Stored items
--- START ---

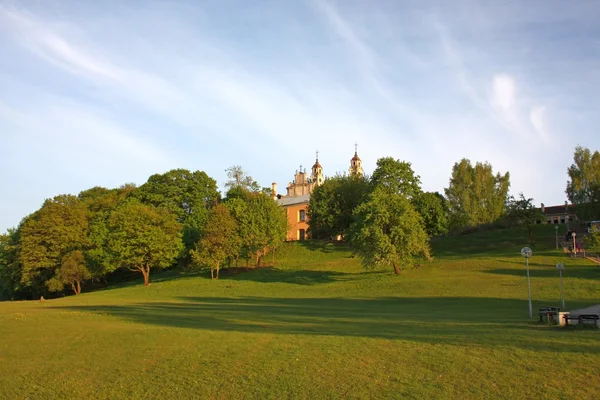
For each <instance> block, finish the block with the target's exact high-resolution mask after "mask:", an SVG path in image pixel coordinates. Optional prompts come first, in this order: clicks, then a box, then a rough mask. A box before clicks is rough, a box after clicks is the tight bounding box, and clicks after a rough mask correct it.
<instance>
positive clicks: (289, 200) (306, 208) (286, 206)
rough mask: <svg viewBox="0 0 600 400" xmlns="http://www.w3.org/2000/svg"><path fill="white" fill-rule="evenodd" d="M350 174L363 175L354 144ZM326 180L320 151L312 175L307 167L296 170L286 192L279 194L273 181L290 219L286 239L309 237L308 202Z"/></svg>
mask: <svg viewBox="0 0 600 400" xmlns="http://www.w3.org/2000/svg"><path fill="white" fill-rule="evenodd" d="M349 173H350V175H351V176H352V175H359V176H362V175H363V168H362V162H361V160H360V158H359V157H358V149H357V146H356V145H355V146H354V157H352V158H351V159H350V168H349ZM324 181H325V177H324V175H323V167H322V166H321V163H319V152H318V151H317V158H316V160H315V163H314V165H313V166H312V168H311V171H310V176H308V174H307V172H306V168H304V169H302V165H301V166H300V169H298V170H296V173H295V174H294V180H293V181H291V182H290V183H289V184H288V185H287V187H286V194H285V195H281V194H277V183H275V182H273V185H272V192H273V199H275V200H276V201H277V203H278V204H279V205H280V206H282V207H283V208H285V211H286V214H287V220H288V232H287V235H286V240H288V241H289V240H305V239H307V238H308V236H307V230H308V202H309V201H310V195H311V193H312V191H313V190H314V188H315V187H317V186H319V185H322V184H323V182H324Z"/></svg>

--- END ---

■ **Directive**: Extract each line of the data above that contains the string "positive".

■ **Output for this task**:
positive clicks: (289, 200) (306, 208) (286, 206)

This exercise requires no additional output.